Instructions:
**1)** In the article about leadership changes at McCann Erickson, who are the joint executive creative directors leaving the agency?
**2)** Resume the article about leadership changes at McCann Erickson, starting right after its last sentence.

Or, in this case, departures. So McCann Erickson is parting company with its joint executive creative directors, Simon Learman and Brian Fraser. A statement from the pair says they are leaving after "much discussion over the past few months about the creative direction of the McCann network and the structural changes that are taking place. We do not agree with the new way of working ... and the impact we feel this will have on the London office."
The drama, though, lies not so much in their exit - that, after all, had been the subject of speculation for quite some time. What makes this more than the cliched deckchair rearranging is the coup the agency has pulled off over in the States.
Last week, we reported that Linus Karlsson had quit as a co-founder of Mother New York. This week, he has unveiled himself as the new chairman and chief creative officer for McCann, not just in New York but also in London. Last week, it was inconceivable that someone of Karlsson's pedigree would turn his back on a rich creative agency that bore his DNA to join a big, creatively bland network. This week, it's starting to seem more than interesting.

Listed entries:
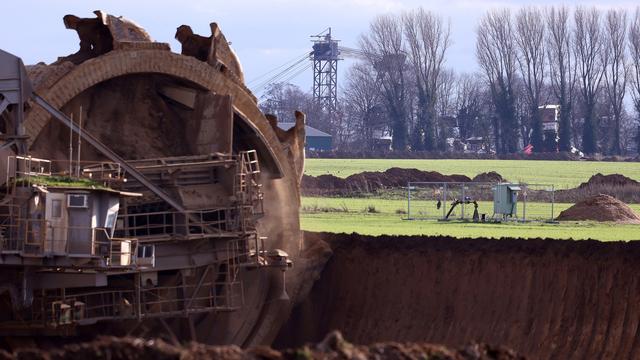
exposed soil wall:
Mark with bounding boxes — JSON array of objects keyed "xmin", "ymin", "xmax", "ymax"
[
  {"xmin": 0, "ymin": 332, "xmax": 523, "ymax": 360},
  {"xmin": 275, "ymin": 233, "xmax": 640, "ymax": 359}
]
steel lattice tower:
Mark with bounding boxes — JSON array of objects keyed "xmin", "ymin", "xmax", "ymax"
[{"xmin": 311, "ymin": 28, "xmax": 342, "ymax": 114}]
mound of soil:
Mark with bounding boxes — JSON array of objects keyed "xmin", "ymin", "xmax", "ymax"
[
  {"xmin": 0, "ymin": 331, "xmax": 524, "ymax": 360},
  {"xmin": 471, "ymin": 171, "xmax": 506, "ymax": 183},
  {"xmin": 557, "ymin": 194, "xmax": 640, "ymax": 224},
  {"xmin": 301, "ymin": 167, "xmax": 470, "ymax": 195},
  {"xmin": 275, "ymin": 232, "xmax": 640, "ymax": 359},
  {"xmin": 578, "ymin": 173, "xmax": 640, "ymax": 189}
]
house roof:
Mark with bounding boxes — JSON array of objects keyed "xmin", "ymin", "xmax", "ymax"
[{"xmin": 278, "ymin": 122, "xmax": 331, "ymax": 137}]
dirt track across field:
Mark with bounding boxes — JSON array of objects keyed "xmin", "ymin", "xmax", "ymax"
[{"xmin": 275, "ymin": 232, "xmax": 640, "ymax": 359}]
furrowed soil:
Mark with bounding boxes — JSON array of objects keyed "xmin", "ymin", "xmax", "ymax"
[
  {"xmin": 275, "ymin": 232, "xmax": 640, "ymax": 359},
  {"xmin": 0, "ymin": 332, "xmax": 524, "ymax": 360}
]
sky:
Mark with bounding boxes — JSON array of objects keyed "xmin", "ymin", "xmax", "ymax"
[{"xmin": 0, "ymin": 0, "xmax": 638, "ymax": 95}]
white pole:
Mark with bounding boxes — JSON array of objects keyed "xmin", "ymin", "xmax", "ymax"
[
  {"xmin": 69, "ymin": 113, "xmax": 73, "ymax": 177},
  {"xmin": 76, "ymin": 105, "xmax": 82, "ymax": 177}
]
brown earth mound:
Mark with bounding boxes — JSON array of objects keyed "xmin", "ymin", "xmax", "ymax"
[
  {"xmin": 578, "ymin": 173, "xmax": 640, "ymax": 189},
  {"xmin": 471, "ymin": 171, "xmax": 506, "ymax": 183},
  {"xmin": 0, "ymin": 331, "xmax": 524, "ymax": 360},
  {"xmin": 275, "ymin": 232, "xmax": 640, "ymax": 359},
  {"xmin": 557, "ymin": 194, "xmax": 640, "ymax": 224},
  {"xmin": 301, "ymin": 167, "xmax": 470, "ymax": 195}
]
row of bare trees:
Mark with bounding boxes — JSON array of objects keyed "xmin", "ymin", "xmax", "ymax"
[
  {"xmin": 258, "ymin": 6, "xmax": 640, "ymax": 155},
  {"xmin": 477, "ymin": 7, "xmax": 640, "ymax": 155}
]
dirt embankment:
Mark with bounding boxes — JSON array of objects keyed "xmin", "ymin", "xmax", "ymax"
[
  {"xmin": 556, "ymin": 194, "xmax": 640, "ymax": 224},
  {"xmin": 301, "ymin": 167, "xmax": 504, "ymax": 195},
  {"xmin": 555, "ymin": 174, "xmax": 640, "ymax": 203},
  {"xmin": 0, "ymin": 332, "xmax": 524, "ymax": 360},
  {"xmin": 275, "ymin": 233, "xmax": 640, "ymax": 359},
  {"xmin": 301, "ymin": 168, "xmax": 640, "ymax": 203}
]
---
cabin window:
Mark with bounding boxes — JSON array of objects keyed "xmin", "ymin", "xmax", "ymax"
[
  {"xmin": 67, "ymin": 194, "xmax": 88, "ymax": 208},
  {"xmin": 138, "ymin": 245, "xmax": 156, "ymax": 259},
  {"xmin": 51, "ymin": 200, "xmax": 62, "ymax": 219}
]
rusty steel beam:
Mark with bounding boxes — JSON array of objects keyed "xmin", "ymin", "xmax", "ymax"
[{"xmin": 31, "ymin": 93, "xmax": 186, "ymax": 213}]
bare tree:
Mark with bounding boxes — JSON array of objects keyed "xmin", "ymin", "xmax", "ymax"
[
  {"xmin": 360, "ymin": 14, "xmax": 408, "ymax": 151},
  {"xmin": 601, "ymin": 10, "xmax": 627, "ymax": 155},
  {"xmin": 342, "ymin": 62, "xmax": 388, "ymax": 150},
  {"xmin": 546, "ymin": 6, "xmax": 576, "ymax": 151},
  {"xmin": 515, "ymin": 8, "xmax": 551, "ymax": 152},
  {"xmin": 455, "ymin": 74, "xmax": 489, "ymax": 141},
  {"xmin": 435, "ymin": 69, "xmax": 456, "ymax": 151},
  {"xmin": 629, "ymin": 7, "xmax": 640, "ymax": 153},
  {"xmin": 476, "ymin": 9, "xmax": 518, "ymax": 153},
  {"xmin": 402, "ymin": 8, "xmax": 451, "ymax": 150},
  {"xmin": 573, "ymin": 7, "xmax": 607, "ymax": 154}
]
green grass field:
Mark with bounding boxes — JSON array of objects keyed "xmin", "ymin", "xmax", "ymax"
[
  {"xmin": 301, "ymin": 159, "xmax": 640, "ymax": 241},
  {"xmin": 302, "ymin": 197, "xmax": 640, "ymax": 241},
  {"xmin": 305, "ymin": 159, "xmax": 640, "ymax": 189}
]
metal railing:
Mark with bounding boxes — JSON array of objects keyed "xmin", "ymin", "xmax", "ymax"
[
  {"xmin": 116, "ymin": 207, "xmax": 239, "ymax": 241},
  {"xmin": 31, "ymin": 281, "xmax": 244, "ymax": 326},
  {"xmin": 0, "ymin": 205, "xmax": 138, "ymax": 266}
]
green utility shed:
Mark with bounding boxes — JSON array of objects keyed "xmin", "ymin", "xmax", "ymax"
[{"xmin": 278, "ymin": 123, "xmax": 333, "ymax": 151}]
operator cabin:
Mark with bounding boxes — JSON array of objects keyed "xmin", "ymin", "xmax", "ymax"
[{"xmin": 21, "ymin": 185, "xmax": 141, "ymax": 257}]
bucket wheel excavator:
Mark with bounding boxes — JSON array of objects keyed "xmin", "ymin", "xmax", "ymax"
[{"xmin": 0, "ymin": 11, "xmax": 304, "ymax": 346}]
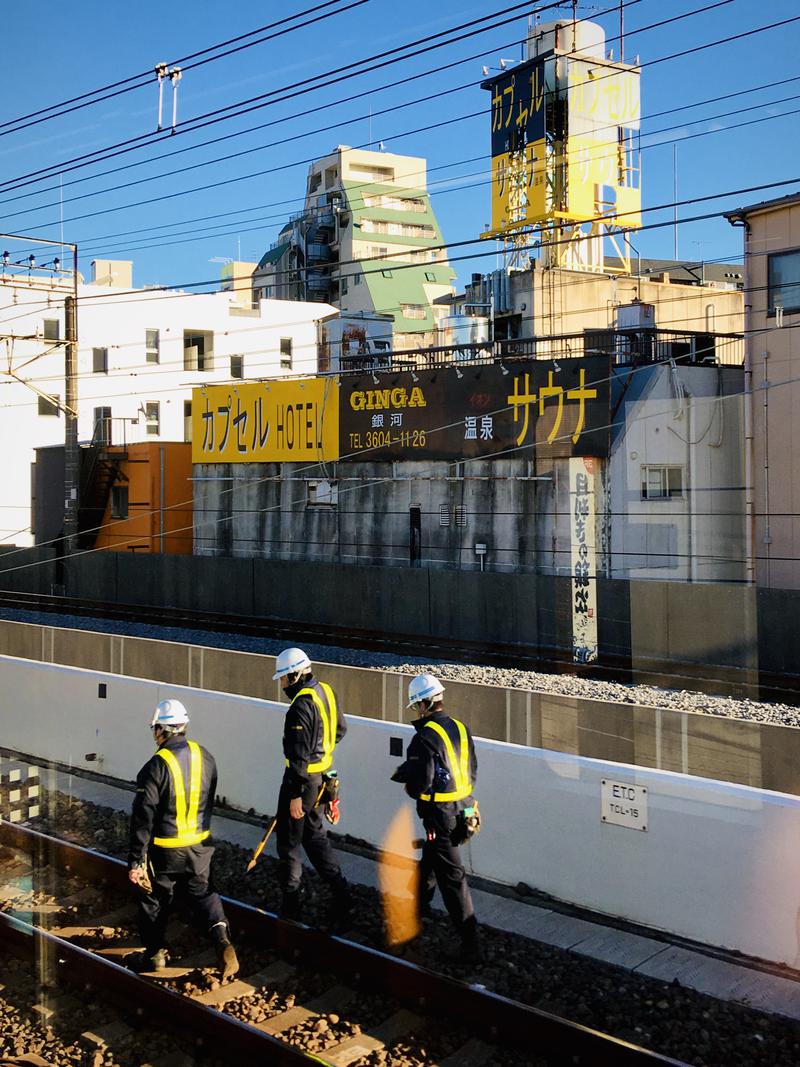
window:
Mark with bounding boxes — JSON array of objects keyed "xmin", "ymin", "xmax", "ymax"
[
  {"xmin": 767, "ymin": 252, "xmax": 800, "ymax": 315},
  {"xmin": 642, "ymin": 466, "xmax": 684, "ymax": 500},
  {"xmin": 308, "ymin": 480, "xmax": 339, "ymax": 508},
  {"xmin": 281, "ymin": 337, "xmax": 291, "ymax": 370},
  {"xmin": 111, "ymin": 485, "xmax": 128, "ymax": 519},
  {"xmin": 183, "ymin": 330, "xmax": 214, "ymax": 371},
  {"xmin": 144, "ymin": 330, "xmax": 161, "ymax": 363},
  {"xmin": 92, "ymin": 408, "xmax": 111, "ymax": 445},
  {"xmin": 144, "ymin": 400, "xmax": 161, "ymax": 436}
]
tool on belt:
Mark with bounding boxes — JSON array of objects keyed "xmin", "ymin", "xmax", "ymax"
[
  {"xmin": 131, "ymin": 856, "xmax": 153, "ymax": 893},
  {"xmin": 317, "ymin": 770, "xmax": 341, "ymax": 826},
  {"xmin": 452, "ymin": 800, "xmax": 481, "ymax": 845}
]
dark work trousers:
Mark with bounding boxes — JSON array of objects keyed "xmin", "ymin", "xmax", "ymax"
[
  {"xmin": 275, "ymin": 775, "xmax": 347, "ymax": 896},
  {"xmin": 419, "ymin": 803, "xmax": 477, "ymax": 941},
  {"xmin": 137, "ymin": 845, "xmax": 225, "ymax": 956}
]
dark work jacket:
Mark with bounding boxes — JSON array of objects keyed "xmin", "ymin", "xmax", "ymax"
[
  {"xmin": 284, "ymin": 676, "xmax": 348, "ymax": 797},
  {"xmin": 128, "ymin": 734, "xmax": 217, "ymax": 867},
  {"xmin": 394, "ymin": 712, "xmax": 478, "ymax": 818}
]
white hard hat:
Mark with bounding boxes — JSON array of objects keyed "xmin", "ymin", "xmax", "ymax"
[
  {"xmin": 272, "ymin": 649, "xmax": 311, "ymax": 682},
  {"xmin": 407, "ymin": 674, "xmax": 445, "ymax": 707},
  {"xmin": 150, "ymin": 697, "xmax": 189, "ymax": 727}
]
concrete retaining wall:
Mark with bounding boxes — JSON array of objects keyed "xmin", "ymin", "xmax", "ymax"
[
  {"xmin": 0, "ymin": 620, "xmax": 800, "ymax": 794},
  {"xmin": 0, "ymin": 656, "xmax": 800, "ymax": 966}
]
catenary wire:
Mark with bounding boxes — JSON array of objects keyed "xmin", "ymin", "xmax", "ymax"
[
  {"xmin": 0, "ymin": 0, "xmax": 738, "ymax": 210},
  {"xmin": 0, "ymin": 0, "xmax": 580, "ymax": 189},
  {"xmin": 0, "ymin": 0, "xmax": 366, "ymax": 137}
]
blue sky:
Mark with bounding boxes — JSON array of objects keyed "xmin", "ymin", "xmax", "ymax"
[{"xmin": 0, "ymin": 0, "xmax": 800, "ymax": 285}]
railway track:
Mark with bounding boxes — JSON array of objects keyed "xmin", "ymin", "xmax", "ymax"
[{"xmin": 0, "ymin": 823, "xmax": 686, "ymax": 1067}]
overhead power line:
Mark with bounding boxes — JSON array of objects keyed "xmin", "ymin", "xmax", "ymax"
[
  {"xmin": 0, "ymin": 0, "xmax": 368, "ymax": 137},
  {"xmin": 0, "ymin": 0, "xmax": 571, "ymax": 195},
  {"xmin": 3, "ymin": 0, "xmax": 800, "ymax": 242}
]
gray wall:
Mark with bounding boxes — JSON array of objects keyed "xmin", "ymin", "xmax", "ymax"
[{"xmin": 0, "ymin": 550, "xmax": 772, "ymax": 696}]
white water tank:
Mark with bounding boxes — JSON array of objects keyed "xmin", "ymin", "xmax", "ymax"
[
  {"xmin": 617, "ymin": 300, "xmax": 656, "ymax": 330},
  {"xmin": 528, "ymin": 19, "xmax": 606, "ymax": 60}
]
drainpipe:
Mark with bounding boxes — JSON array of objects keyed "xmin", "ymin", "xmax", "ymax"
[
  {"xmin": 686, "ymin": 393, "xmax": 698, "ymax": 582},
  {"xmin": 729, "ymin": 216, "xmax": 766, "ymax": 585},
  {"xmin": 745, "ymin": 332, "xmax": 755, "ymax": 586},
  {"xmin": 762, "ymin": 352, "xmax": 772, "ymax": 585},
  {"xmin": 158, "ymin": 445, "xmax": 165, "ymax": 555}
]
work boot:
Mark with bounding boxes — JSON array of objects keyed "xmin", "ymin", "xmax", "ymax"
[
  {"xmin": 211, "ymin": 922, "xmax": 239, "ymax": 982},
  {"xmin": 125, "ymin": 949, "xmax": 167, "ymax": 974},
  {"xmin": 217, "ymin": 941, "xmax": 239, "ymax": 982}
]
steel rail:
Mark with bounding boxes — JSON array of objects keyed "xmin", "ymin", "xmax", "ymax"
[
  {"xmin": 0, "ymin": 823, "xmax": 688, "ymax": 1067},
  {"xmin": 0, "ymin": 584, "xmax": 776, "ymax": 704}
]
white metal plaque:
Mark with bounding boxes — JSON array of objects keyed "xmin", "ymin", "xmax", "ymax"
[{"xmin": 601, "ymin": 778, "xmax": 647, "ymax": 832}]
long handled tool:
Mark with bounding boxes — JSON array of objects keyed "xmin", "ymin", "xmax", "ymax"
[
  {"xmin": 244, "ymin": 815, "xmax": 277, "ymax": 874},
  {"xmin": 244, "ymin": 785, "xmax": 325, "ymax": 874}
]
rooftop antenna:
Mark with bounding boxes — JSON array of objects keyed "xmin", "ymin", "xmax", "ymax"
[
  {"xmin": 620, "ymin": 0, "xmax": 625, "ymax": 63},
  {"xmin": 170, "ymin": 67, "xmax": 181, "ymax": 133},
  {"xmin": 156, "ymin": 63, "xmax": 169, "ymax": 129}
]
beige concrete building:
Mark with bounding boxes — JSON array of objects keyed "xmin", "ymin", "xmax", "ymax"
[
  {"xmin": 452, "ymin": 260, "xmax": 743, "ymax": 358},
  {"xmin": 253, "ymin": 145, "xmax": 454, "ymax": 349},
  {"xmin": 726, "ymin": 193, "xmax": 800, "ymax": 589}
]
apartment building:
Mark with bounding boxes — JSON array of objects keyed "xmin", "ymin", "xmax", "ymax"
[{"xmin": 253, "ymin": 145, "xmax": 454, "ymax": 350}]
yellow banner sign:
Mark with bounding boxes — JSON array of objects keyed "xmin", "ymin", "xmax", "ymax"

Answer section:
**1)** Simon Learman and Brian Fraser.

**2)**
And, last week, it looked like McCann London, if it did ever change creative guard, would struggle to convince the best creative talent to sign up. This week, the UK agency might find some interesting creatives knocking on its door, keen to work with Karlsson and believing that the agency now has the appetite for a creative step-change.
Because it looks like McCann has not found itself just another hired hand who will talk a good creative game for an eye-watering pay cheque, while making absolutely no difference to the overall quality of the work. Karlsson is a game-changing hire.
Despite the cynics who say he's running to the money because he was frustrated that Mother hasn't sold itself and made its millions, Karlsson has the principles and talent that are far from common among his peers. And I know how much Mother loved him. It's clear from the comments of his partner, Paul Malmstrom, that there is an incredible bond between them (page 6).
All of which suggests that, finally, something quite fundamental might be shifting at McCann. Perhaps this time, it means it. Perhaps this time, it is committed to defining itself beyond size and service.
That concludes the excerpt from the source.